Required work:
Extract exactly and only the lines of the data below, starting at the line with "Note: for this drill, pin each instance of the fly" and stopping after the final line.

Exercise input:

──────────────────────────────

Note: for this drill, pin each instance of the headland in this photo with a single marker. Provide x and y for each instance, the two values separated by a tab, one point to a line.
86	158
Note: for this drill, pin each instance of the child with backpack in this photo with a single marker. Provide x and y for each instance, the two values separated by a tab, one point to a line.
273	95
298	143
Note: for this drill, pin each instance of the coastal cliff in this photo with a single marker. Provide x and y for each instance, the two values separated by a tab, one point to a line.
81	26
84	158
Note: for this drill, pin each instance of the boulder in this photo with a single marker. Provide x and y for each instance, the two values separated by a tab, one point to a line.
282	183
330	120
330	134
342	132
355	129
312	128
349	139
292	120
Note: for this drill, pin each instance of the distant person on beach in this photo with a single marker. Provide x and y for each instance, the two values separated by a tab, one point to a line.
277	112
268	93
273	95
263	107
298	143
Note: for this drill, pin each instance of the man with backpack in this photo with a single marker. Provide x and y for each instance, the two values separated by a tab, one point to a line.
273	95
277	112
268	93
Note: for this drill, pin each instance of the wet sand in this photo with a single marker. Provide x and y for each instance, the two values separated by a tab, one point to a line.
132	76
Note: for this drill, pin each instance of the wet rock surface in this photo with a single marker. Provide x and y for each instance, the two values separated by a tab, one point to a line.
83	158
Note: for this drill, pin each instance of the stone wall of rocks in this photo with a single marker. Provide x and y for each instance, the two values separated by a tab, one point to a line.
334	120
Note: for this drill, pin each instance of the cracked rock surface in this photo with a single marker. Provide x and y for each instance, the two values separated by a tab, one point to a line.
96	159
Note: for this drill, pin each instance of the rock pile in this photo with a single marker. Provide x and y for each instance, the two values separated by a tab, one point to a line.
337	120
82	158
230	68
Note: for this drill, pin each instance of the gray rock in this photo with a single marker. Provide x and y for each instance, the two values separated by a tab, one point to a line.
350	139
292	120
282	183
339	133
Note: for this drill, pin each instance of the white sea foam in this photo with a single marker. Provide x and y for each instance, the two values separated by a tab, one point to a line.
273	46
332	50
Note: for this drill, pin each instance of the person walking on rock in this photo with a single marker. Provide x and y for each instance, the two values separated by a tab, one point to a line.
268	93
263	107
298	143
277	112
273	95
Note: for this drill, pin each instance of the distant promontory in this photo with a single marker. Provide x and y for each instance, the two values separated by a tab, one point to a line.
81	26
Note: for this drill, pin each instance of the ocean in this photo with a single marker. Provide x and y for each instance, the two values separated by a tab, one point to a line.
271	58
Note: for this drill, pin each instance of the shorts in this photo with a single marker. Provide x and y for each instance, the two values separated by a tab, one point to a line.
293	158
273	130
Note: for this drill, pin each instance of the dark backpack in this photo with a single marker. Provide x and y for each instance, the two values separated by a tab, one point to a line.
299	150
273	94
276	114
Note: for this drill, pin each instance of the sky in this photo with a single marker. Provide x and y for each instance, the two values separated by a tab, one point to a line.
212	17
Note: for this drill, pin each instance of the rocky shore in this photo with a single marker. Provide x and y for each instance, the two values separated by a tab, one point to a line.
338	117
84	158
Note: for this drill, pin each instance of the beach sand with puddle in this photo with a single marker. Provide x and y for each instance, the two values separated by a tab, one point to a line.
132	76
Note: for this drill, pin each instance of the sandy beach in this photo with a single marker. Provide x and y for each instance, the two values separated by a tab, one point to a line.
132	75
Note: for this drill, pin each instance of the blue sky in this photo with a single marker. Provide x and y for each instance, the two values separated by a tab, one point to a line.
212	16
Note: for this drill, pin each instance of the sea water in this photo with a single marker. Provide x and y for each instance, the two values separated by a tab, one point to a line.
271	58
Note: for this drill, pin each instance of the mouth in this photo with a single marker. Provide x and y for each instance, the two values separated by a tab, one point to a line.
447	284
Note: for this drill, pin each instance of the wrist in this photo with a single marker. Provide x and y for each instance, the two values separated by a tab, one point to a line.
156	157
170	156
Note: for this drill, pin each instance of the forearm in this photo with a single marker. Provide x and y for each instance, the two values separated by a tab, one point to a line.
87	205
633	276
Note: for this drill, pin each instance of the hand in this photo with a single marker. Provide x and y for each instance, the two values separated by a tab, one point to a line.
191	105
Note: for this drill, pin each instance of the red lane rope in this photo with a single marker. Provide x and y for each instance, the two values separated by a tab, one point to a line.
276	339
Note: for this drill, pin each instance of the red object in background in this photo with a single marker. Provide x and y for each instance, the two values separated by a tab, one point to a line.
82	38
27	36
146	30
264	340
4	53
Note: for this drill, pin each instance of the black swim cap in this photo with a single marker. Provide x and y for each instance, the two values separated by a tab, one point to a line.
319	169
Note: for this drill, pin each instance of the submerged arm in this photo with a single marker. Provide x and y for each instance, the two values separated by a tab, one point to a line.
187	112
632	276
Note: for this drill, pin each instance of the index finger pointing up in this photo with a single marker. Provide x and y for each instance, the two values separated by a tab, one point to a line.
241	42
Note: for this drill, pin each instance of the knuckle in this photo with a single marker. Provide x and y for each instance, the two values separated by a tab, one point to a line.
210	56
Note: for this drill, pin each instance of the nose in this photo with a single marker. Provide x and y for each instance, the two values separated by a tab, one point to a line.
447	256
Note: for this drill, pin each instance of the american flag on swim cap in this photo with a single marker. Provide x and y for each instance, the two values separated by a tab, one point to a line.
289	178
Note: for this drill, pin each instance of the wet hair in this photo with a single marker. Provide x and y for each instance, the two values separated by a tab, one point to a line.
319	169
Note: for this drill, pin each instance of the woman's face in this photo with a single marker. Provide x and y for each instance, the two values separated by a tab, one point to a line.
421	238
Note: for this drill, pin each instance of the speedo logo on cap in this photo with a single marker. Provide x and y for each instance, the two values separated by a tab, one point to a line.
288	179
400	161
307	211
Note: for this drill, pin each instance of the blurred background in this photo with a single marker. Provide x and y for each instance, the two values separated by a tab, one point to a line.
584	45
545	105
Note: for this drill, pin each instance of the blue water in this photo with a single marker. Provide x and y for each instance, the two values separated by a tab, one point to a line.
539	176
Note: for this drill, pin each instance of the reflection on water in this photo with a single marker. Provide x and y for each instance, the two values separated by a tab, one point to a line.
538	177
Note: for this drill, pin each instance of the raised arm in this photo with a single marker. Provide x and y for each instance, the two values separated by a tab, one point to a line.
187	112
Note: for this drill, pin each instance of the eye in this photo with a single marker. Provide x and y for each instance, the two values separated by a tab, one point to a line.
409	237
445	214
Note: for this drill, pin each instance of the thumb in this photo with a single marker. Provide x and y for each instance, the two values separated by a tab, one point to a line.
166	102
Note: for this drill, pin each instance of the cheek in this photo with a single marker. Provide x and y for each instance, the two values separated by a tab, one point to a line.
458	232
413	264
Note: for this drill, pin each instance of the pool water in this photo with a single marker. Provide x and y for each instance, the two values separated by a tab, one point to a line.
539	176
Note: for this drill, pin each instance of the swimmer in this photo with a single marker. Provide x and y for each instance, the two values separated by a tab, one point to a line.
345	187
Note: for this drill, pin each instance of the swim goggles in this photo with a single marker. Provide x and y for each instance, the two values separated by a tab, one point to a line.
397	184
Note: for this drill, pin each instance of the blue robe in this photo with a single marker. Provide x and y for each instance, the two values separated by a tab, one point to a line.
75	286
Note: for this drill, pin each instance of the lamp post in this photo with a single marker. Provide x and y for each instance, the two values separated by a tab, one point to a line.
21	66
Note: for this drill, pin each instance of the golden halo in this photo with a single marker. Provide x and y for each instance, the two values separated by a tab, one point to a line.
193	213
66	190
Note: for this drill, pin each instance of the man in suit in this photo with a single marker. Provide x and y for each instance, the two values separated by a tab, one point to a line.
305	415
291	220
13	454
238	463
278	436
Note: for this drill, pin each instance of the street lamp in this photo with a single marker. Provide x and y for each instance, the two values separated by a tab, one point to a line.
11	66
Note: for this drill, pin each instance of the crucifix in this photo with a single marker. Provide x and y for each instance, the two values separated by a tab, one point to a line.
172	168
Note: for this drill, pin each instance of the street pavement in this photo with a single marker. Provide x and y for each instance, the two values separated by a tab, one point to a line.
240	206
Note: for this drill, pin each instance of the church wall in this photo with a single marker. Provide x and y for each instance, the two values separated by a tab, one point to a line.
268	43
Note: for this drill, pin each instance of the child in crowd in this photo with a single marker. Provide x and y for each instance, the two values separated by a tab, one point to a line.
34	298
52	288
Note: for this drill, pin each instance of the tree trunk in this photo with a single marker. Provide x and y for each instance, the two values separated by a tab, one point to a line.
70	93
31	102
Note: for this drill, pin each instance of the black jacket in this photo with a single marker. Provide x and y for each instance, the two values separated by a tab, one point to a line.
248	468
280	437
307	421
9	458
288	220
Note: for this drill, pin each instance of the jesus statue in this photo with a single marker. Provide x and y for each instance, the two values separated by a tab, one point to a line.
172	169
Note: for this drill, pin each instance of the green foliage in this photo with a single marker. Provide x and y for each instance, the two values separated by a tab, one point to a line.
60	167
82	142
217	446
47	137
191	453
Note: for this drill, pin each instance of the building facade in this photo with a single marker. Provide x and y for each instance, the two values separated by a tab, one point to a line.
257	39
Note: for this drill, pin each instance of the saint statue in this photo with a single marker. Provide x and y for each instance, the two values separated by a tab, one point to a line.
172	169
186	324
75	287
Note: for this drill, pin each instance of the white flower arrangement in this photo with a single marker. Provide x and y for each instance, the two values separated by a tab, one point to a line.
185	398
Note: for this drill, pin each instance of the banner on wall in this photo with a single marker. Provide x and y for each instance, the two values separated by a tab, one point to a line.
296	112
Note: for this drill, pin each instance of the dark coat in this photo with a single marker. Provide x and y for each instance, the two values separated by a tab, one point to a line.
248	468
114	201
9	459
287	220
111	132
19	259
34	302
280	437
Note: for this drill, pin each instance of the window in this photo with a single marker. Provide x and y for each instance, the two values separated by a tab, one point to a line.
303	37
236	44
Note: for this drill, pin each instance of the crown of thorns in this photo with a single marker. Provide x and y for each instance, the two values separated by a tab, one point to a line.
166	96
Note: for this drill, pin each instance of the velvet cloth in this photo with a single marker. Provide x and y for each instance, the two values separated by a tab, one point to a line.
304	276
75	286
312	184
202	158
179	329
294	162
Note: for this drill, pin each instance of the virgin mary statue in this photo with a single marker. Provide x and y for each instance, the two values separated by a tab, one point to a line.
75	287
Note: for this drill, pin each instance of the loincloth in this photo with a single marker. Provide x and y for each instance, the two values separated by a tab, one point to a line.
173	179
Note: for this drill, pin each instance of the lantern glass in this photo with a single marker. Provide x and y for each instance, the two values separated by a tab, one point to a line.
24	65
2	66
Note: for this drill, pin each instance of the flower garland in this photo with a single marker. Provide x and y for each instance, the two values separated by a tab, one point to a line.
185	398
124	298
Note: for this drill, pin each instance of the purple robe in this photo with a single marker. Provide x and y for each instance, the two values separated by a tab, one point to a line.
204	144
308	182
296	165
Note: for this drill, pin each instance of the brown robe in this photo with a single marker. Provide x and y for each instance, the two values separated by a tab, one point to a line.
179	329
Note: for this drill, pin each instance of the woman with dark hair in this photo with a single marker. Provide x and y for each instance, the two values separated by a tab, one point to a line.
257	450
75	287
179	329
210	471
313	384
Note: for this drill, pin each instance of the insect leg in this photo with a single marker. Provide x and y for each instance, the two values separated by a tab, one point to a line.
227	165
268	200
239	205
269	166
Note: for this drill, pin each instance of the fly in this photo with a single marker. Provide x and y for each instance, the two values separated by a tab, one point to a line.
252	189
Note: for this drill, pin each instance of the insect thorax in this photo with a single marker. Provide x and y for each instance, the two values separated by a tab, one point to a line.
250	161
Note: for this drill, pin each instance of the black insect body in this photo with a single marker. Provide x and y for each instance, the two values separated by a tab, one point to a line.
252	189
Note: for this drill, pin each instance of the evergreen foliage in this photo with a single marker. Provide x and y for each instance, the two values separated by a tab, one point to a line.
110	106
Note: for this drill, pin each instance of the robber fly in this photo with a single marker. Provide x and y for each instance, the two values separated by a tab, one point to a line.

──────────────────────────────

Exercise output:
Note: for this drill, pin each instance of the fly in this photo with a single marker. Provide x and y for each instance, the two values separated by a tab, one point to a line.
252	189
Note: for this drill, pin each instance of the insect thorax in this photo with a single marker. Provide x and y for each instance, the two values separated by a tab, one point to a line.
250	161
Note: for this drill, pin each instance of the black insect body in this photo with a single marker. Provide x and y for each instance, the two values separated by a tab, one point to a line.
252	189
Note: for this drill, pin each instance of the evergreen foliage in this photo with a single marker. Provide x and y for each instance, the two values separated by a tab, one point to a line.
110	106
Note: for this drill, pin each instance of the robber fly in this photo with a single marker. Provide x and y for each instance, the two values separated by a tab, one point to a line.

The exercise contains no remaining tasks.